Set task A:
List the technologies that the article below on money laundering checks for estate agents says the better digital ID providers can now use.
Set task B:
Answer these questions using the article below on money laundering checks for estate agents:
(i) How have estate agents always largely viewed money laundering compliance?
(ii) Which two parties does the article say agents are often involved in a transaction before?
(iii) In which cases does the author accept that digital ID checks without paper copies are OK?

Text passage:
[Start]

AML caveat agente – what’s the story?

Mike Day
Mike Day

Estate agents have always largely viewed money laundering compliance as an administrative burden and I have lost count of the number of times I have been asked – “Why do we have to do this, don’t the conveyancers and lenders do it?”

The answer is simple – because it is legal requirement on agents to undertake customer due diligence even if that is often a repeat of the due diligence of others in the process. Of course, agents are often involved in a transaction before others such as conveyancers and lenders and, often have a much more intimate knowledge of the people and circumstances involved in the transaction.

It is no surprise therefore to see a growing trend and desire amongst agents towards trying to simplify (some might say short-circuit) all or some of the process.

The use of digital services for ID checks moves forward apace and we are undoubtedly seeing standards improve with many of the better providers now able to use open banking, NFC chip screening, biometric facial recognition technology etc. and therefore produce much more robust results.

Does this negate the need for paper copies of ID documentation? The providers would argue that it does. I am a little more reticent but accept that in low and, possibly medium, risk cases it is certainly OK. However, how does one determine the level of risk?

[End]

Supplied entries:
[Start]

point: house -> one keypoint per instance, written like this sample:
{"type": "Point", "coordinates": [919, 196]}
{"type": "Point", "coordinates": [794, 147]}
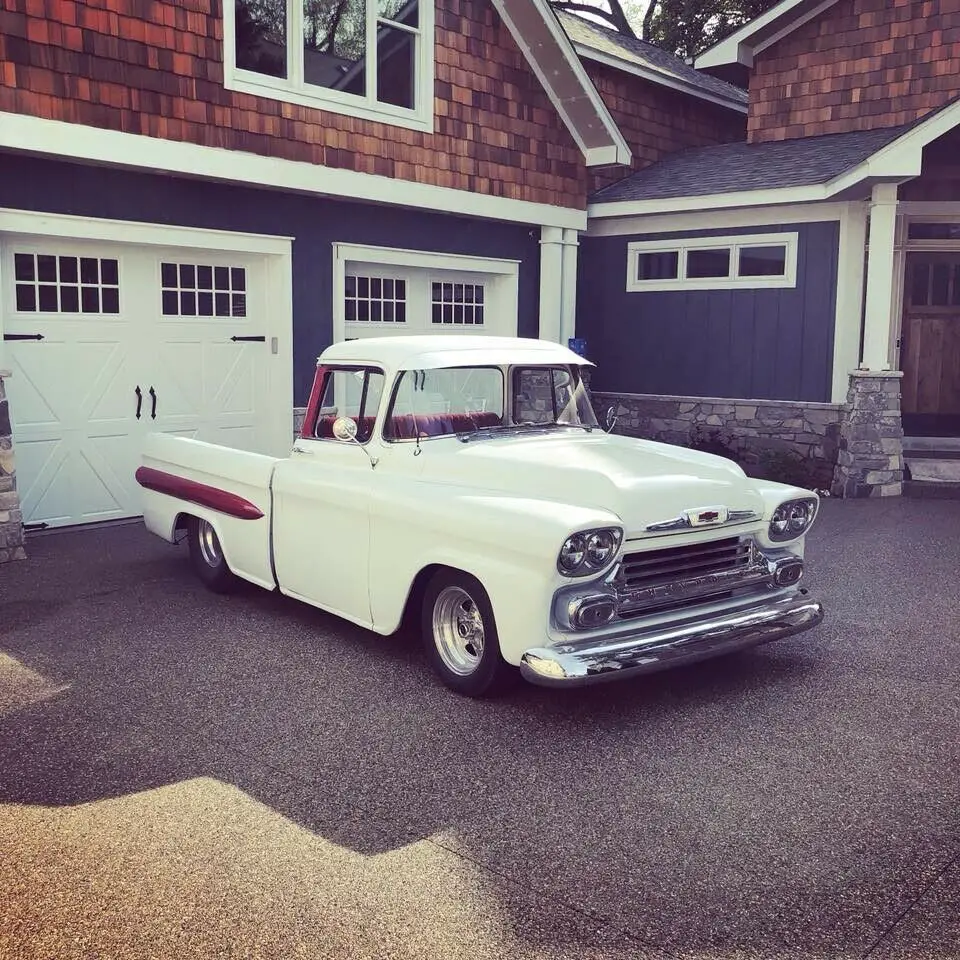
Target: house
{"type": "Point", "coordinates": [802, 285]}
{"type": "Point", "coordinates": [198, 196]}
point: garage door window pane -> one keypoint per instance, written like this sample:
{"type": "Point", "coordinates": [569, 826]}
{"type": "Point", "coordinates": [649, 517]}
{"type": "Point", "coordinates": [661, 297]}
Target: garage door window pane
{"type": "Point", "coordinates": [197, 289]}
{"type": "Point", "coordinates": [708, 263]}
{"type": "Point", "coordinates": [49, 283]}
{"type": "Point", "coordinates": [374, 299]}
{"type": "Point", "coordinates": [457, 304]}
{"type": "Point", "coordinates": [763, 261]}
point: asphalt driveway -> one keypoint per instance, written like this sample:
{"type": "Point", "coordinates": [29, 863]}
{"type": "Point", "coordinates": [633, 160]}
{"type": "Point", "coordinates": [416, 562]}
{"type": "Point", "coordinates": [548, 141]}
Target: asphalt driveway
{"type": "Point", "coordinates": [184, 775]}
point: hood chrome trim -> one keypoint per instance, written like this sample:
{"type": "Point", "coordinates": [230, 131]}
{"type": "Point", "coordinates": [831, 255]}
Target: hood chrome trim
{"type": "Point", "coordinates": [704, 517]}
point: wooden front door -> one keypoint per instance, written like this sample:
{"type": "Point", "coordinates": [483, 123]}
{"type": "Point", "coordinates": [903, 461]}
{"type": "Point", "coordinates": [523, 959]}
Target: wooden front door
{"type": "Point", "coordinates": [930, 345]}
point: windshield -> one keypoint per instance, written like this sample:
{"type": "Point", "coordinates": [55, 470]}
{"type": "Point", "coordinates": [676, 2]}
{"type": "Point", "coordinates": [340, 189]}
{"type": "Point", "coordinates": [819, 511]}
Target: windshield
{"type": "Point", "coordinates": [435, 403]}
{"type": "Point", "coordinates": [551, 395]}
{"type": "Point", "coordinates": [464, 400]}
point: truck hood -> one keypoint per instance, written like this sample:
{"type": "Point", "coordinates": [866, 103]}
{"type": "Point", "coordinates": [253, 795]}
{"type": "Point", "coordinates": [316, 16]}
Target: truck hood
{"type": "Point", "coordinates": [641, 481]}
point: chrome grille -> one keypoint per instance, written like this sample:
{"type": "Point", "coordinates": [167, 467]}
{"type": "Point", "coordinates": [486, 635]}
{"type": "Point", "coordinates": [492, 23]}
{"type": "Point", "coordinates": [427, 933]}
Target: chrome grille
{"type": "Point", "coordinates": [691, 562]}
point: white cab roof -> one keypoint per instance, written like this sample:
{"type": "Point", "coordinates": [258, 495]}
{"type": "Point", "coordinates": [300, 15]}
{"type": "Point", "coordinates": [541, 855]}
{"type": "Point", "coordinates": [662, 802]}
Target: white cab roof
{"type": "Point", "coordinates": [451, 350]}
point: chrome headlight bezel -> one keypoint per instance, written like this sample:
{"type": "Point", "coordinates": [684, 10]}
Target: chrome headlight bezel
{"type": "Point", "coordinates": [589, 551]}
{"type": "Point", "coordinates": [792, 519]}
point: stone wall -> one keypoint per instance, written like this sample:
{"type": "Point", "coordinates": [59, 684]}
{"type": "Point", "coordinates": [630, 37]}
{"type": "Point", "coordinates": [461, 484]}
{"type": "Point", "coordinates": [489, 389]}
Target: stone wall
{"type": "Point", "coordinates": [11, 519]}
{"type": "Point", "coordinates": [780, 440]}
{"type": "Point", "coordinates": [870, 459]}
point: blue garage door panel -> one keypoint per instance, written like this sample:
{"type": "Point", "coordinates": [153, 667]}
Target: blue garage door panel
{"type": "Point", "coordinates": [772, 344]}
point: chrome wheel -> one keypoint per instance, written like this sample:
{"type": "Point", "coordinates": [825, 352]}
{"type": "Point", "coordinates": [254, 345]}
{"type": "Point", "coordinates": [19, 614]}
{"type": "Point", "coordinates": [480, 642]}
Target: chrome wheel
{"type": "Point", "coordinates": [458, 632]}
{"type": "Point", "coordinates": [209, 544]}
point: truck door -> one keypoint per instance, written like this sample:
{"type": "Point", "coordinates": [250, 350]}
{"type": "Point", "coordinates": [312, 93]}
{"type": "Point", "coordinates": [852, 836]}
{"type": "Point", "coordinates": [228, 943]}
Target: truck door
{"type": "Point", "coordinates": [321, 500]}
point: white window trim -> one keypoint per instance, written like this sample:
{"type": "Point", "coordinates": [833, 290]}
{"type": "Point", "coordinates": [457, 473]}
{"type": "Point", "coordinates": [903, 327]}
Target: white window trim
{"type": "Point", "coordinates": [505, 297]}
{"type": "Point", "coordinates": [683, 245]}
{"type": "Point", "coordinates": [293, 89]}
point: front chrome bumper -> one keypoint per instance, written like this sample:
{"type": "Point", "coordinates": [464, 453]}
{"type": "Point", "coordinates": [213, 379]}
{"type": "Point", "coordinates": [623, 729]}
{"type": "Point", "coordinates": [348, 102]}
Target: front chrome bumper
{"type": "Point", "coordinates": [591, 661]}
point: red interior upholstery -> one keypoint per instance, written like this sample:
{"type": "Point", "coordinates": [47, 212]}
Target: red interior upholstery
{"type": "Point", "coordinates": [405, 426]}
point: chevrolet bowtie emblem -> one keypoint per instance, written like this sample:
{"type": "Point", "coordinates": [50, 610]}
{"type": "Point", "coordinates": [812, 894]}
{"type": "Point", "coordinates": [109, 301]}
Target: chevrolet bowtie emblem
{"type": "Point", "coordinates": [706, 516]}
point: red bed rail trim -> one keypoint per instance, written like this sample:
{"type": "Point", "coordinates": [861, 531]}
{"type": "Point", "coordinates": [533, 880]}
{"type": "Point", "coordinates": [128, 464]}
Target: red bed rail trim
{"type": "Point", "coordinates": [200, 493]}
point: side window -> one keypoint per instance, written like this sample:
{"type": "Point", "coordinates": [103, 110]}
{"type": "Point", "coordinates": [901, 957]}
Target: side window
{"type": "Point", "coordinates": [352, 392]}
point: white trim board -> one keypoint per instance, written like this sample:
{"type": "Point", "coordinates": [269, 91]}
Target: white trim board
{"type": "Point", "coordinates": [655, 76]}
{"type": "Point", "coordinates": [722, 219]}
{"type": "Point", "coordinates": [138, 232]}
{"type": "Point", "coordinates": [73, 141]}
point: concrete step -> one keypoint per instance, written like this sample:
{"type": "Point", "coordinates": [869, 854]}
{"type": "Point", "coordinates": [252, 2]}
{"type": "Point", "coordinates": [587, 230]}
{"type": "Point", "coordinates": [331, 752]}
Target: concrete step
{"type": "Point", "coordinates": [931, 490]}
{"type": "Point", "coordinates": [933, 469]}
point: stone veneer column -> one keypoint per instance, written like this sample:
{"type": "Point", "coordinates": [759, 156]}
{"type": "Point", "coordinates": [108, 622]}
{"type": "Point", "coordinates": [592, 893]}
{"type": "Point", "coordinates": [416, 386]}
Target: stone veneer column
{"type": "Point", "coordinates": [870, 460]}
{"type": "Point", "coordinates": [11, 519]}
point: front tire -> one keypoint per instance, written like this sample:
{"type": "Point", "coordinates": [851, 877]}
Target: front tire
{"type": "Point", "coordinates": [206, 557]}
{"type": "Point", "coordinates": [459, 634]}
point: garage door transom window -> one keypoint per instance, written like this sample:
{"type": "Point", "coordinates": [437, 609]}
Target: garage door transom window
{"type": "Point", "coordinates": [375, 299]}
{"type": "Point", "coordinates": [46, 283]}
{"type": "Point", "coordinates": [457, 303]}
{"type": "Point", "coordinates": [203, 290]}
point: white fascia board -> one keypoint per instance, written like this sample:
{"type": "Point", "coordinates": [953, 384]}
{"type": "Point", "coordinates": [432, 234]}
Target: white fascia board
{"type": "Point", "coordinates": [721, 219]}
{"type": "Point", "coordinates": [141, 233]}
{"type": "Point", "coordinates": [112, 148]}
{"type": "Point", "coordinates": [655, 76]}
{"type": "Point", "coordinates": [623, 153]}
{"type": "Point", "coordinates": [739, 47]}
{"type": "Point", "coordinates": [715, 201]}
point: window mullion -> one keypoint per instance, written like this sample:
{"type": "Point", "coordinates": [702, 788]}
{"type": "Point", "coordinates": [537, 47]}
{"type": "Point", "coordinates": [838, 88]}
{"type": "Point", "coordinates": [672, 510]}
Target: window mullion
{"type": "Point", "coordinates": [371, 64]}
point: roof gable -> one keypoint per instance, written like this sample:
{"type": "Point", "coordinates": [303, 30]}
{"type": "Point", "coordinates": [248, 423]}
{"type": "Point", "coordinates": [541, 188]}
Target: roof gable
{"type": "Point", "coordinates": [551, 56]}
{"type": "Point", "coordinates": [600, 43]}
{"type": "Point", "coordinates": [762, 32]}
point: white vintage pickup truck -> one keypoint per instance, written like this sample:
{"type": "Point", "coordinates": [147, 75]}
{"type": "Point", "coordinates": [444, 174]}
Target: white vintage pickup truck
{"type": "Point", "coordinates": [463, 483]}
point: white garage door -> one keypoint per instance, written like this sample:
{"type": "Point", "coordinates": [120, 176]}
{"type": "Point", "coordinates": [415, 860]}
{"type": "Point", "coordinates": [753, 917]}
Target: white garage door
{"type": "Point", "coordinates": [110, 341]}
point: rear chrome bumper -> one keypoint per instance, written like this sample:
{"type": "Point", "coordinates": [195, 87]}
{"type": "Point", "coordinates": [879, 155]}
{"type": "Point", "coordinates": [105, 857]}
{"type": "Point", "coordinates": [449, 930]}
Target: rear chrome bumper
{"type": "Point", "coordinates": [583, 662]}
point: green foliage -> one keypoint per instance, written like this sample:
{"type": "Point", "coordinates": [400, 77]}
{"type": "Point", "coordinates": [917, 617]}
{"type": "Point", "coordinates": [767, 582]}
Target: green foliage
{"type": "Point", "coordinates": [688, 27]}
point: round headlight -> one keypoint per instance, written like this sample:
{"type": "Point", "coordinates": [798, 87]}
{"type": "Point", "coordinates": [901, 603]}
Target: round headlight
{"type": "Point", "coordinates": [588, 551]}
{"type": "Point", "coordinates": [573, 552]}
{"type": "Point", "coordinates": [792, 518]}
{"type": "Point", "coordinates": [600, 547]}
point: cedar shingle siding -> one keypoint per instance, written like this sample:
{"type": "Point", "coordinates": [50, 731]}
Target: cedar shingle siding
{"type": "Point", "coordinates": [155, 67]}
{"type": "Point", "coordinates": [861, 64]}
{"type": "Point", "coordinates": [656, 120]}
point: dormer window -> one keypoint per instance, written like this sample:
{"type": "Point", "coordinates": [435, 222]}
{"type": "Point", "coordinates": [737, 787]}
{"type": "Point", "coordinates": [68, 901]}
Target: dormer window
{"type": "Point", "coordinates": [364, 58]}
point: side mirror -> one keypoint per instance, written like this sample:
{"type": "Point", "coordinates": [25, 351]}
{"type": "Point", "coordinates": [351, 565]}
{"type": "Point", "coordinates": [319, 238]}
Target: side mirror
{"type": "Point", "coordinates": [345, 429]}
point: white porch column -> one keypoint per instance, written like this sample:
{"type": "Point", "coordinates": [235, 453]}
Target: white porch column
{"type": "Point", "coordinates": [568, 303]}
{"type": "Point", "coordinates": [551, 282]}
{"type": "Point", "coordinates": [880, 283]}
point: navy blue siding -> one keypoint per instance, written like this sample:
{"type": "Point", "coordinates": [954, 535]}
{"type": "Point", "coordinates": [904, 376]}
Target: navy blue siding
{"type": "Point", "coordinates": [774, 344]}
{"type": "Point", "coordinates": [51, 186]}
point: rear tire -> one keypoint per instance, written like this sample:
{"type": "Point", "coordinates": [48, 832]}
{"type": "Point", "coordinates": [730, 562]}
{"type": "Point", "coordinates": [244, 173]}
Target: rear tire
{"type": "Point", "coordinates": [206, 557]}
{"type": "Point", "coordinates": [459, 634]}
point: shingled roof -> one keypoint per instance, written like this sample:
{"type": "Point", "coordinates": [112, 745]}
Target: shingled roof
{"type": "Point", "coordinates": [659, 64]}
{"type": "Point", "coordinates": [735, 167]}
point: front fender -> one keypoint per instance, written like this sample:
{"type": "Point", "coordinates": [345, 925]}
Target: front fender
{"type": "Point", "coordinates": [510, 544]}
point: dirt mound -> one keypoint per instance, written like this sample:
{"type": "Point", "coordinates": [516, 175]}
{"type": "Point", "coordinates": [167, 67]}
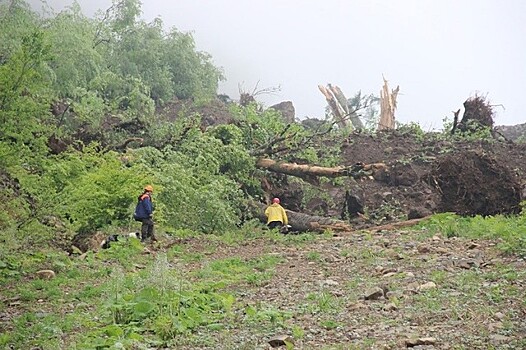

[End]

Correct response A:
- open banking
- NFC chip screening
- biometric facial recognition technology

Correct response B:
(i) As an administrative burden.
(ii) Conveyancers and lenders.
(iii) In low and, possibly, medium risk cases.